[Source data]

▬▬▬▬▬▬

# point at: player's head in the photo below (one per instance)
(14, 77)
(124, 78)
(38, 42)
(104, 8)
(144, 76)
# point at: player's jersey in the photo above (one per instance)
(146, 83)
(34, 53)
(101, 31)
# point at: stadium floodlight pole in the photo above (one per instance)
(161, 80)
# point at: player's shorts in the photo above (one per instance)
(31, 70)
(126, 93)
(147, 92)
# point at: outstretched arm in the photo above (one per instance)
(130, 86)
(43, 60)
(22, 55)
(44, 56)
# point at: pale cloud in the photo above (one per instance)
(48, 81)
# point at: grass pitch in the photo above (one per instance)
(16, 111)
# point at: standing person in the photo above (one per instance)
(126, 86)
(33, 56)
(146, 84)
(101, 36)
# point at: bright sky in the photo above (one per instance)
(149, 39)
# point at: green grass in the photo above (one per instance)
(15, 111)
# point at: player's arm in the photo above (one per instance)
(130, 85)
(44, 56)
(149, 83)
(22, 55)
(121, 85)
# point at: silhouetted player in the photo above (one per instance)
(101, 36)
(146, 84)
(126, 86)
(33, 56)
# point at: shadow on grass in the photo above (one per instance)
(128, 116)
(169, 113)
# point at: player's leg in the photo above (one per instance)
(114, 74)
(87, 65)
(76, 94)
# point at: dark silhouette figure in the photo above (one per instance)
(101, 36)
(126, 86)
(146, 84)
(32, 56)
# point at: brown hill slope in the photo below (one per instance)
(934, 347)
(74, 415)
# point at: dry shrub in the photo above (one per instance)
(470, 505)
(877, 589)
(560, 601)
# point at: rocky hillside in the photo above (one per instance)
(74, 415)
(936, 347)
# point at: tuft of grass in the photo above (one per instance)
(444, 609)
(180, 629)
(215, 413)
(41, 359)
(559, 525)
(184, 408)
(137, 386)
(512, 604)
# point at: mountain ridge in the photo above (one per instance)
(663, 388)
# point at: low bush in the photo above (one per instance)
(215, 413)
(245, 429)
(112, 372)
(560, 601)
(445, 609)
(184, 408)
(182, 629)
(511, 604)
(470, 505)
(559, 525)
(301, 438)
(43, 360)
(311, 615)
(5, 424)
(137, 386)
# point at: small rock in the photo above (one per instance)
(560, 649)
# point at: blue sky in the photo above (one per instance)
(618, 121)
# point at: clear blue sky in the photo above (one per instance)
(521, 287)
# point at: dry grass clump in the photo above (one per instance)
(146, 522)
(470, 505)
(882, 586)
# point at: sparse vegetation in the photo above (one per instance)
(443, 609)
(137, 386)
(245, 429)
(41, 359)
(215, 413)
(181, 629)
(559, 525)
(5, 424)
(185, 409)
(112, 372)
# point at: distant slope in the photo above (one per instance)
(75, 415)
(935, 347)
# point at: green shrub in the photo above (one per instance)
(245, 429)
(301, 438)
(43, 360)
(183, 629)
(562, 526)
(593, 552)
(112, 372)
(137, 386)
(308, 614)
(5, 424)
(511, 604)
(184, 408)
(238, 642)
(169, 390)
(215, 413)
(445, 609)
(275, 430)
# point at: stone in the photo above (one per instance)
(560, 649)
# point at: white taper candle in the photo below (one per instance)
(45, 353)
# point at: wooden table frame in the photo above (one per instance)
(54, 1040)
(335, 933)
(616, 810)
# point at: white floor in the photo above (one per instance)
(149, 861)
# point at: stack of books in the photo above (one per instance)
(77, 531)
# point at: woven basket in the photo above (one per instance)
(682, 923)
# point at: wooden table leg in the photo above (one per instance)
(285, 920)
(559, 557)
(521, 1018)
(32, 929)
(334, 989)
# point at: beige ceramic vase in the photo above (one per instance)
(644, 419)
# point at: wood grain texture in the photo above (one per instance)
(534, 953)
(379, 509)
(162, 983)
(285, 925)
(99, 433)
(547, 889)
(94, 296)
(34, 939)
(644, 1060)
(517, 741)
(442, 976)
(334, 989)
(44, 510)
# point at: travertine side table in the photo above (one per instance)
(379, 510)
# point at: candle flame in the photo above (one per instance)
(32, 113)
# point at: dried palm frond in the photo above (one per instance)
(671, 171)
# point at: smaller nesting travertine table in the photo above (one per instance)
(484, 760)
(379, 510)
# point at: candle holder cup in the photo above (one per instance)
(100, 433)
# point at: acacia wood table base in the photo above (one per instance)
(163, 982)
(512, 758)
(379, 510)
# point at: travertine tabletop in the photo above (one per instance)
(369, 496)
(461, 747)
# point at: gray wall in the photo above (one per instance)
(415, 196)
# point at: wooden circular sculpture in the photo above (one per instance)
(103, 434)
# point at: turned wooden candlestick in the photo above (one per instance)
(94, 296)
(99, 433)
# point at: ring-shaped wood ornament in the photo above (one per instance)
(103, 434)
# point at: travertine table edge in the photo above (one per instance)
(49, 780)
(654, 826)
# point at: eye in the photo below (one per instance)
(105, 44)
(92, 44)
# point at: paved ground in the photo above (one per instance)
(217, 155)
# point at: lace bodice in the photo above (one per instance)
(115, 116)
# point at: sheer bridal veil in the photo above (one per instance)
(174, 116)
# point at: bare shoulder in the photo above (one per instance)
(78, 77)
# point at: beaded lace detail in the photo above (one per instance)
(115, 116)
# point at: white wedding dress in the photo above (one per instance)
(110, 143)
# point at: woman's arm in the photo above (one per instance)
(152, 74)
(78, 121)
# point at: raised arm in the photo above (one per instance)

▬▬▬▬▬▬

- **Aim of the task**
Your task is to output all of the data above word for word.

- **Completed exercise**
# point at: player's head in the photo below (one per instance)
(14, 77)
(124, 78)
(38, 42)
(104, 8)
(144, 76)
# point at: player's jersey in the photo above (one per instance)
(146, 83)
(34, 53)
(101, 31)
# point at: stadium floodlight pole in the photo above (one per instance)
(161, 80)
# point at: player's shorts in the photo above (one per instance)
(31, 70)
(126, 93)
(147, 92)
# point at: outstretched arm in the photo above (one per instance)
(130, 86)
(43, 60)
(22, 55)
(44, 56)
# point at: pale cloud in the photo above (one per instance)
(48, 81)
# point at: grass pitch in the photo above (one per instance)
(16, 111)
# point at: standing person in the photo above (one per instance)
(126, 86)
(33, 56)
(146, 84)
(101, 36)
# point at: bright sky in the photo above (one per instance)
(149, 39)
# point at: green grass in the photo above (one per instance)
(15, 111)
# point at: player's arm in the photo above (one per instance)
(130, 85)
(44, 56)
(149, 83)
(22, 55)
(121, 85)
# point at: silhouetted player in the photo above (one per instance)
(101, 36)
(146, 84)
(126, 86)
(33, 56)
# point at: shadow on grass in the photo above (one per instance)
(128, 116)
(169, 113)
# point at: player's leg in the photo above (one per instance)
(114, 74)
(87, 65)
(76, 94)
# point at: dark silhouette figure in the photo above (one per instance)
(101, 36)
(126, 86)
(146, 84)
(32, 56)
# point at: brown hill slope in the photo below (one per instance)
(934, 347)
(74, 415)
# point at: dry shrub in the photo above (one per instance)
(470, 505)
(877, 589)
(560, 601)
# point at: rocky hillside in the photo above (one per instance)
(74, 415)
(936, 347)
# point at: tuft of grass in the photo above (one per instance)
(444, 609)
(180, 629)
(215, 413)
(41, 359)
(559, 525)
(184, 408)
(137, 386)
(512, 604)
# point at: mountain ridge in the photo above (one per instance)
(663, 388)
# point at: low bush in the photo above (one per instance)
(215, 413)
(245, 429)
(112, 372)
(560, 601)
(445, 609)
(184, 408)
(182, 629)
(511, 604)
(470, 505)
(559, 525)
(301, 438)
(43, 360)
(311, 615)
(5, 424)
(137, 386)
# point at: small rock in the photo above (one per instance)
(560, 649)
# point at: blue sky in the photo above (one per instance)
(618, 121)
# point at: clear blue sky in the photo above (one per instance)
(521, 287)
# point at: dry grass clump in the photo above (one per instance)
(146, 522)
(470, 505)
(882, 586)
# point at: sparse vegetation in the photo above (one per instance)
(443, 609)
(137, 386)
(245, 429)
(41, 359)
(215, 413)
(181, 629)
(559, 525)
(5, 424)
(185, 409)
(112, 372)
# point at: distant slope in the photo above (one per instance)
(75, 415)
(935, 347)
# point at: green shrub in the photo above (one per instance)
(245, 429)
(301, 438)
(43, 360)
(183, 629)
(562, 526)
(593, 552)
(112, 372)
(137, 386)
(308, 614)
(5, 424)
(511, 604)
(184, 408)
(238, 642)
(169, 390)
(215, 413)
(445, 609)
(275, 430)
# point at: stone in the photo above (one per instance)
(560, 649)
# point at: white taper candle in the photo below (one per instance)
(45, 353)
# point at: wooden table frame in the photo above (one per instance)
(54, 1040)
(335, 933)
(616, 810)
# point at: white floor in the photo above (one per instance)
(149, 861)
# point at: stack of books in the photo above (one per instance)
(77, 531)
# point at: woven basket in the photo above (one per instance)
(682, 923)
# point at: wooden table leg in the photo above (one per instance)
(285, 920)
(559, 557)
(521, 1018)
(32, 929)
(334, 989)
# point at: beige ceramic vase in the photo above (one per instance)
(644, 419)
# point at: wood grain texture in the photo above (one per instance)
(534, 953)
(379, 509)
(162, 983)
(285, 925)
(99, 433)
(547, 889)
(94, 296)
(34, 939)
(644, 1060)
(517, 741)
(442, 976)
(334, 989)
(44, 510)
# point at: travertine side table in the photo above (one per instance)
(379, 510)
# point at: candle flame in the photo above (one per instance)
(32, 113)
# point at: dried palm frond in the photo above (one per instance)
(671, 171)
# point at: smaller nesting travertine table in the photo above (one per instance)
(484, 760)
(379, 510)
# point at: candle holder cup in the photo above (one per instance)
(100, 433)
# point at: acacia wood table base in the photo above (one per instance)
(163, 982)
(512, 758)
(379, 510)
# point at: travertine tabletop in the photo above (one per instance)
(369, 496)
(461, 747)
# point at: gray wall in the photo above (one per instance)
(415, 196)
# point at: wooden circular sculpture in the photo above (one per instance)
(103, 434)
# point at: turned wooden candlestick in the photo above (one per instance)
(94, 296)
(99, 433)
# point at: ring-shaped wood ornament in the photo above (one per instance)
(103, 434)
# point at: travertine table edge in the photo above (one per instance)
(49, 780)
(654, 826)
# point at: eye in the photo below (one per instance)
(105, 44)
(92, 44)
# point at: paved ground in the photo above (one per instance)
(217, 155)
# point at: lace bodice in the photo above (one per instance)
(115, 116)
# point at: sheer bridal veil in the photo above (one per instance)
(174, 116)
# point at: bare shoulder in the photo above (one per instance)
(78, 77)
# point at: beaded lace detail in the photo above (one per instance)
(115, 116)
# point at: white wedding dress in the photo above (one per instance)
(110, 143)
# point at: woman's arm in the photo above (one per instance)
(152, 74)
(78, 121)
# point at: raised arm in the photo above (one per instance)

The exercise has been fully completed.